NORTHAMPTON — When Scotia MacGillivray moved back to Northampton four years ago after spending decades away, the flags were the first thing she noticed. Hanging from people’s homes and businesses, their colors catching in the sunlight, were dozens of rainbow-colored pride flags lining the streets.

And, even more surprising to MacGillivray, were the trans flags — light blue, pink and white — fluttering in the breeze.

“Wow, my hometown has really changed,” MacGillivray recalled saying to herself. “This is pretty … awesome.”

MacGillivray, a 61-year-old transgender woman who was born and raised in Northampton before moving away for college, has spent 40 years in California’s Bay Area. She lived on-and-off in Thailand for 25 years and worked in Cambodia and Haiti, too. Now, she splits her time between California and Massachusetts. But despite all her travels, Northampton’s enthusiastic embrace of its queer community is unlike anything she’s seen before. That also drove her to want to protect it.

“I mean, people felt bold enough to do that type of thing here,” she said about the flags. “So I was like, ‘Well, there should be some protections for being kind of a pretty vulnerable population.’”

She was right to be thinking about extra protections.

During the last election cycle, Republicans put trans people — a mere 1% of the United States population — directly under the spotlight. They turned trans lives into political battlegrounds, using gender-affirming care and participation in sports as wedge issues to cleave a deeper cultural divide.

Northampton, once famously dubbed “Lesbianville, USA” by the National Enquirer, has long been considered a safe haven for the LGBTQ+ community. As other states introduced bills to restrict transgender rights, Northampton remained insulated by its liberal bubble. But now, with policy rollbacks spearheaded by the federal government, even Northampton is scrambling to adjust.

The city had already begun the process of protecting trans rights before Trump came to office.

Last October, the City Council passed a resolution declaring Northampton a sanctuary city for trans and gender-diverse people. Though nonbinding, it reiterates Northampton’s support for its substantial transgender community while acknowledging the uncertain political climate that made its passage necessary.

- _PROVIDED MATERIAL_:
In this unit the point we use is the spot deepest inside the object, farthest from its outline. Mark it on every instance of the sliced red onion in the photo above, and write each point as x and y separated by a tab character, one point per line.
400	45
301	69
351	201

- _YOUR TASK_:
Reproduce the stretch of the Northampton article from "The city had" through "its passage necessary.", word for word.

- _RESPONSE TO THE EXERCISE_:
The city had already begun the process of protecting trans rights before Trump came to office.

Last October, the City Council passed a resolution declaring Northampton a sanctuary city for trans and gender-diverse people. Though nonbinding, it reiterates Northampton’s support for its substantial transgender community while acknowledging the uncertain political climate that made its passage necessary.